==== Records shown ====

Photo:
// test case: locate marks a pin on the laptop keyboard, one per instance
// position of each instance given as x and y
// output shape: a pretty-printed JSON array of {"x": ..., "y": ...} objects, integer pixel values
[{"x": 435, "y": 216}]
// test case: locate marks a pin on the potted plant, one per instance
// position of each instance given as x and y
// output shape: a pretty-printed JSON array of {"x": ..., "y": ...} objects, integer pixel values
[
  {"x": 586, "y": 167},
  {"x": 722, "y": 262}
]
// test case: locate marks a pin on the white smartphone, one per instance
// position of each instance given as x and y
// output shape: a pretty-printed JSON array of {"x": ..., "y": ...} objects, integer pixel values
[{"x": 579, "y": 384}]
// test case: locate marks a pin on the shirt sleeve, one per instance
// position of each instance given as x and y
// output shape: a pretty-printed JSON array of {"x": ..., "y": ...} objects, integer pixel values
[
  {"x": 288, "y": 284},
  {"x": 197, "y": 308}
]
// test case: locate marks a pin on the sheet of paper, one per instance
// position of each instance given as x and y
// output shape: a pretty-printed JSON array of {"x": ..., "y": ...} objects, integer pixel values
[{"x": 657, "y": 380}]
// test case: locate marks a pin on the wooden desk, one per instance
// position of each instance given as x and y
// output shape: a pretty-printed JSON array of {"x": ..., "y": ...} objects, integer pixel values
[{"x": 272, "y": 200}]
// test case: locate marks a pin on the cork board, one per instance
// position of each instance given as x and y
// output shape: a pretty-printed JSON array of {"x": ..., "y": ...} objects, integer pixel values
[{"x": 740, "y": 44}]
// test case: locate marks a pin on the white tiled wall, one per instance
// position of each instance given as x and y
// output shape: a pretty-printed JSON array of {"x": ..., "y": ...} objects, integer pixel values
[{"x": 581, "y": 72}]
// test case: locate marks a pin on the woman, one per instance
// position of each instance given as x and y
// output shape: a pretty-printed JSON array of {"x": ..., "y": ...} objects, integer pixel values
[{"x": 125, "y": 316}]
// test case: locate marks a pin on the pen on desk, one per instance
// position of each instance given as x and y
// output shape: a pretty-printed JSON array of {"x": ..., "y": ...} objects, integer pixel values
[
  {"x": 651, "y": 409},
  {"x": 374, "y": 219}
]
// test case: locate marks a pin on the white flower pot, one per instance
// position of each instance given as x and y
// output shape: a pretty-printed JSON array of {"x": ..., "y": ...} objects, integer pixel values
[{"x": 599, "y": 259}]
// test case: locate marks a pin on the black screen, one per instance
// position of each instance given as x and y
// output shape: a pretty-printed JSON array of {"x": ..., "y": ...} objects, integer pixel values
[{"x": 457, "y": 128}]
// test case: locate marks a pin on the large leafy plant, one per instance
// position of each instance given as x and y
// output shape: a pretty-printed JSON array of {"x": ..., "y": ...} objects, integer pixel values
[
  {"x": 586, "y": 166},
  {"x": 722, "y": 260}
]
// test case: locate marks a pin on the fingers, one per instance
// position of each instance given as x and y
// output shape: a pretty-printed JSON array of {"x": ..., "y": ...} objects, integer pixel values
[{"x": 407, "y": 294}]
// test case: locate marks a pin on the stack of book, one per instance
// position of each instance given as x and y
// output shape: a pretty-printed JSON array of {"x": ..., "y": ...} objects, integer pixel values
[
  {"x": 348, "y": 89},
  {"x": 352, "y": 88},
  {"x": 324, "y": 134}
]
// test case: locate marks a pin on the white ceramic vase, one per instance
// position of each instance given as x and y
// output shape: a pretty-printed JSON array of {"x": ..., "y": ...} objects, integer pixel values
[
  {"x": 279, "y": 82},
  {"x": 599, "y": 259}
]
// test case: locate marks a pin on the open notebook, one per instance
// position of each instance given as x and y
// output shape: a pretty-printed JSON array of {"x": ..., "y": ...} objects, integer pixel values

====

Set problem:
Could you set down all of the entries above again, word for word, in their original order?

Correct output:
Photo:
// test case: locate marks a pin on the laptop keyboard, one per instance
// position of each instance given as x and y
// output shape: a pretty-printed JSON array of {"x": ..., "y": ...} objects, integer pixel values
[{"x": 435, "y": 216}]
// test case: locate marks a pin on the potted plant, one per instance
// position of each instance given as x and y
// output shape: a pretty-printed JSON array of {"x": ..., "y": ...} objects, integer pixel values
[
  {"x": 586, "y": 167},
  {"x": 722, "y": 262}
]
// test case: locate marks a pin on the white smartphone, one per instance
// position of each instance given as x and y
// output shape: a pretty-printed JSON array of {"x": ..., "y": ...} objects, integer pixel values
[{"x": 579, "y": 384}]
// test case: locate marks a pin on the shirt sleeve, one per instance
// position of each instance given as x and y
// output shape: a pretty-printed JSON array of {"x": ..., "y": ...} objects, integer pixel values
[
  {"x": 288, "y": 284},
  {"x": 197, "y": 308}
]
// test case: locate marks a pin on the sheet of paper, one per instance
// position of each instance given as x and y
// output shape: a pretty-printed JSON array of {"x": ..., "y": ...} objects, integer pixel values
[{"x": 657, "y": 380}]
// test case: locate marks a pin on the wooden desk, one per instance
// position of each instance given as x and y
// output shape: a pretty-printed JSON array of {"x": ..., "y": ...} objects, integer pixel values
[{"x": 272, "y": 200}]
// test case: locate marks a pin on the cork board, one per instance
// position of each instance given as x and y
// output shape: a pretty-printed JSON array of {"x": ..., "y": ...} objects, integer pixel values
[{"x": 740, "y": 44}]
// test case: locate marks a pin on the white tiled wall, one per instance
// position of each instance given as x and y
// output shape: a pretty-printed JSON array of {"x": ..., "y": ...} objects, integer pixel values
[{"x": 581, "y": 72}]
// test case: locate marks a pin on the woman, one per instance
// position of each instance given as x and y
// output shape: a pretty-printed JSON array of {"x": ..., "y": ...} objects, integer pixel values
[{"x": 125, "y": 316}]
// test case: locate marks a pin on the pen on desk, one per instance
// position of each instance given as x and y
// output shape: a pretty-printed JSON array of {"x": ..., "y": ...} objects, integer pixel values
[
  {"x": 651, "y": 409},
  {"x": 374, "y": 219}
]
// test case: locate marks a pin on the white flower pot, one per instance
// position of each instance given as x and y
// output shape: a pretty-printed JSON array of {"x": ..., "y": ...} objects, integer pixel values
[{"x": 599, "y": 259}]
// test case: locate marks a pin on the black screen, one per instance
// position of each instance given as x and y
// output shape: a pretty-printed JSON array of {"x": ..., "y": ...} objects, integer pixel values
[{"x": 457, "y": 128}]
// test case: locate marks a pin on the large leafy plant, one per instance
// position of each instance given as x and y
// output shape: a pretty-printed JSON array of {"x": ..., "y": ...} objects, integer pixel values
[
  {"x": 586, "y": 166},
  {"x": 722, "y": 260}
]
// test case: locate marks a pin on the fingers, one per instance
// position of each instance given as x and y
// output shape: a pretty-printed JSON array of {"x": ..., "y": ...} objects, integer pixel values
[{"x": 407, "y": 294}]
// test case: locate marks a pin on the stack of book, one per instance
// position of each instance given as x and y
// output shape: a pretty-printed JSON array of {"x": ..., "y": ...} objects, integer pixel values
[
  {"x": 348, "y": 89},
  {"x": 352, "y": 88},
  {"x": 324, "y": 134}
]
// test case: locate marks a pin on the white ceramic vase, one per instance
// position of each instance given as x and y
// output shape: a pretty-printed JSON array of {"x": ..., "y": ...} objects, integer pixel values
[
  {"x": 279, "y": 82},
  {"x": 599, "y": 259}
]
// test case: locate marks a pin on the open notebook, one per instance
// position of each instance given as x and y
// output shape: a pretty-printed JSON array of {"x": ..., "y": ...} objects, integer pixel values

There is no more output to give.